(Beginning of Data in this exercise)

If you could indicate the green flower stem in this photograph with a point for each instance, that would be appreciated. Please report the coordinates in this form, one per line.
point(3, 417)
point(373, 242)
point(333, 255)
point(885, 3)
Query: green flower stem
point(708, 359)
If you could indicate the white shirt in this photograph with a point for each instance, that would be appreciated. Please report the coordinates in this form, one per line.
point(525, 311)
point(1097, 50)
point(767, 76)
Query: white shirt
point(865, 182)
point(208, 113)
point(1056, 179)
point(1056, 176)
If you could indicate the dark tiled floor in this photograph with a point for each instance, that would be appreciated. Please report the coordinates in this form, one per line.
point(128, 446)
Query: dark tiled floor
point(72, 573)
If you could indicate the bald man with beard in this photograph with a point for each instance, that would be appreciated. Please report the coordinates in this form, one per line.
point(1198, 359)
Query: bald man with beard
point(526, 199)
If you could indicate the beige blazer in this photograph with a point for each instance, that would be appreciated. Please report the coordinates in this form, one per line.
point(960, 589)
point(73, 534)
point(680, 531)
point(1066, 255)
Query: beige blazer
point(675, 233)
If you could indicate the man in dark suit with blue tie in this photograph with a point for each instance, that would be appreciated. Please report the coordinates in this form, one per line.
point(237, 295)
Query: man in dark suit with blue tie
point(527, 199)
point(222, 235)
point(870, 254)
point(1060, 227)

(End of Data in this exercise)

:: What you will do ::
Retype all of the records above without a single alteration.

:: Solution for this task ::
If you could indicate the green flower stem in this photograph with a point for each instance, that would be appreciated. Please report the coordinates in this form, one per line.
point(3, 417)
point(373, 242)
point(333, 255)
point(885, 3)
Query: green flower stem
point(708, 359)
If you could indicate the white shirt in this photograph with a point for each instance, that would be appreciated. Please report the coordinates in this form, one per line.
point(525, 311)
point(1097, 50)
point(767, 76)
Query: white shirt
point(865, 182)
point(208, 113)
point(1056, 179)
point(1056, 176)
If you could indicate the dark tiled floor in this photograph with a point for each instance, that would be appreciated. Please report the coordinates in this form, one per line.
point(128, 446)
Query: dark tiled floor
point(72, 573)
If you could indicate the bald man with beard in this photograph with a point for each instance, that would be appreciated. Please report the coordinates in this form, one per line.
point(1198, 359)
Query: bald man with beard
point(526, 199)
If you could indicate the beige blazer in this photograph with a point for each instance, that would be appreciated. Please report the coordinates in this form, one per line.
point(960, 589)
point(73, 534)
point(680, 531)
point(1066, 255)
Query: beige blazer
point(675, 233)
If you could indicate the man in dark suit with blue tie in this photograph with a point for each instance, that would be appreciated. Please report the coordinates in this form, one per line.
point(237, 295)
Query: man in dark suit with blue tie
point(527, 199)
point(222, 235)
point(870, 254)
point(1060, 227)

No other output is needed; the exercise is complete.